WHAT IS EXPECTED:
Here are some records. Copy each one exactly.

Collected data entries:
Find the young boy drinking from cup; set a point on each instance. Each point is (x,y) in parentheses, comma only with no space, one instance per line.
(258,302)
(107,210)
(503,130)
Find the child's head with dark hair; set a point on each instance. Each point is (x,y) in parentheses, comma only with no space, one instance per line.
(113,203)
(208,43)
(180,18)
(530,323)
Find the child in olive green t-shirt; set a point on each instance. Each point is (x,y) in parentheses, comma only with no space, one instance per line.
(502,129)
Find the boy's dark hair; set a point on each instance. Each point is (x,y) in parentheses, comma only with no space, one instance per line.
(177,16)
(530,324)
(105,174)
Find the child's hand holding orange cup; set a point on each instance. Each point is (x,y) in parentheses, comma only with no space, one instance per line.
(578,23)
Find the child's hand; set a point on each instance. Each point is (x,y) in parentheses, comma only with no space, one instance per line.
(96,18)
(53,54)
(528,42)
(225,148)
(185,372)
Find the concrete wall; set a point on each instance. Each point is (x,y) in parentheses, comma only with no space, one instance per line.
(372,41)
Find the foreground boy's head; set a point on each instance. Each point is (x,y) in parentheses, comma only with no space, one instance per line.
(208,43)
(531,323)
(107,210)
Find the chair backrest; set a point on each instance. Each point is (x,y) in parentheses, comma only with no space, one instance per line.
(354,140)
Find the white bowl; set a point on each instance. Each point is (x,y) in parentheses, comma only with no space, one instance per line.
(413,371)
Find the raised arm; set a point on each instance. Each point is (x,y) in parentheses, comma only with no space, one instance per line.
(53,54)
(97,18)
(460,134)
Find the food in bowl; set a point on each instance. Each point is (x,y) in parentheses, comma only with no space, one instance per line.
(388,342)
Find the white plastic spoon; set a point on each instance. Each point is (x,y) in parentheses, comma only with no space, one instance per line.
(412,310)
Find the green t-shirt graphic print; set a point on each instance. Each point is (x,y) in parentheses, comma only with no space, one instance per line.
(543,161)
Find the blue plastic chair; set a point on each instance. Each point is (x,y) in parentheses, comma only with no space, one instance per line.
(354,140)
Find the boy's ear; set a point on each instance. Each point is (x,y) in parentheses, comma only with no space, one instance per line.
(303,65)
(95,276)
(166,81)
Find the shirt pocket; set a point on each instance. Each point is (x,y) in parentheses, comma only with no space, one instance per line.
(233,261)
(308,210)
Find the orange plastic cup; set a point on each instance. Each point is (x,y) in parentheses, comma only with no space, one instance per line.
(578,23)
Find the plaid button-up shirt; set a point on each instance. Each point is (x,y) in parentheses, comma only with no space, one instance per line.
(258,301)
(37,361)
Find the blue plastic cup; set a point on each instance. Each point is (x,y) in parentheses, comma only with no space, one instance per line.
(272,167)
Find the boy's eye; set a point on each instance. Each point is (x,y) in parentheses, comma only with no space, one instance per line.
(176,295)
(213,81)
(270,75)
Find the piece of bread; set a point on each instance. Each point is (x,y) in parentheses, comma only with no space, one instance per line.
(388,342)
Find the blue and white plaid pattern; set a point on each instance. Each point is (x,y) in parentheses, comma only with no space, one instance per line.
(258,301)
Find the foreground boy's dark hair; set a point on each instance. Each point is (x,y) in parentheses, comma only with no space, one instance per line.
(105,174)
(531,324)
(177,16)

REPLY:
Find the young boy drinking from cup; set a point on each instance. Each point is (x,y) in parentheses, comma only with no space, one instance per line.
(258,302)
(107,210)
(503,130)
Find the child's head with dark hair; set a point on each instance. Each point is (x,y) in parentheses, comma only with no space, one instance per line.
(113,203)
(208,43)
(180,18)
(530,323)
Find the child in olive green t-shirt; set a point on each instance. Each point is (x,y) in parentheses, comma only with no space, one instance per line.
(502,129)
Find the boy's dark hair; set a point on each instance. Each point is (x,y) in parentheses, comma only with no space, one instance per line.
(177,16)
(530,324)
(105,174)
Find the child's hand holding orange cup; set a point on each instance. Each point is (x,y) in parentheses, comma only with no space, one instance per line.
(578,23)
Find the child's hand; set a point on each instance. Each point is (x,y) in parentheses, comma only with no space, one instance per line.
(96,18)
(53,54)
(528,42)
(225,148)
(185,372)
Find the concrete wall; set a point on each instance. Each point is (x,y) in parentheses, comma only with no space, one instance per line.
(372,41)
Find the foreground boy's head; set a point on each instance. Each point is (x,y) in parentheses, comma only with no space, one instance per line.
(208,43)
(531,323)
(107,210)
Find the chair backrest; set a point on each instance. Each point is (x,y) in parentheses, comma only with no space, one instance per line.
(354,140)
Find the white bowl; set a point on each instance. Each point is (x,y) in parentheses, comma only with no space, one instance per line.
(413,371)
Find the raised arm; set a point on each instance. Each point is (x,y) in parentheses, comma only with no space, one instance per line.
(53,54)
(97,18)
(460,134)
Find the food in bowl; set a point on each instance. Each point is (x,y) in parentheses, comma only with no space, one instance per line.
(388,342)
Find the white plastic spoon; set a point on each instance. Each point is (x,y) in parentheses, comma only with no space, one instance per line.
(412,310)
Find the green t-shirt graphic print; set a point on each instance. Each point is (x,y) in parentheses, comma only with no space, one instance per line.
(543,161)
Find the blue plastic chair; set a point on each instance. Each point is (x,y) in parentheses, comma only with no space, one instance per line.
(354,140)
Find the boy's ear; set a point on each instance. Each point is (x,y) in parentheses, comma only with no space, one instance per line.
(303,65)
(95,276)
(166,81)
Find the shirt pocket; set a point on each instance. Each point is (x,y) in parentheses, comma only with no space, one instance per line.
(233,261)
(308,210)
Find the orange plastic cup; set a point on each instance. Each point is (x,y) in parentheses, comma only with no space, one instance per line.
(578,23)
Find the plaid button-up shirt; set a point on each instance. Each point is (x,y) in parentheses, comma only with no space, one instance per line.
(258,301)
(37,361)
Find the blue plastic cup; set a point on each instance. Each point is (x,y) in parentheses, comma only with no space, one instance per line.
(272,167)
Find the boy's eye; set a point on each instance. Each point is (x,y) in parentheses, comma only with no space, one instance per line.
(176,295)
(213,81)
(270,75)
Find the piece of bread; set a point on each instance. Each point is (x,y) in parentheses, comma only with no space, one instance per line.
(388,342)
Find the blue and white plaid pattern; set a point on each instance. Each point is (x,y) in parentheses, comma only with no space, one instance per line.
(258,301)
Find the foreground boy's dark hair; set a point on each instance. Each point is (x,y) in parentheses, comma only with no space, one instance per line.
(105,174)
(531,324)
(177,16)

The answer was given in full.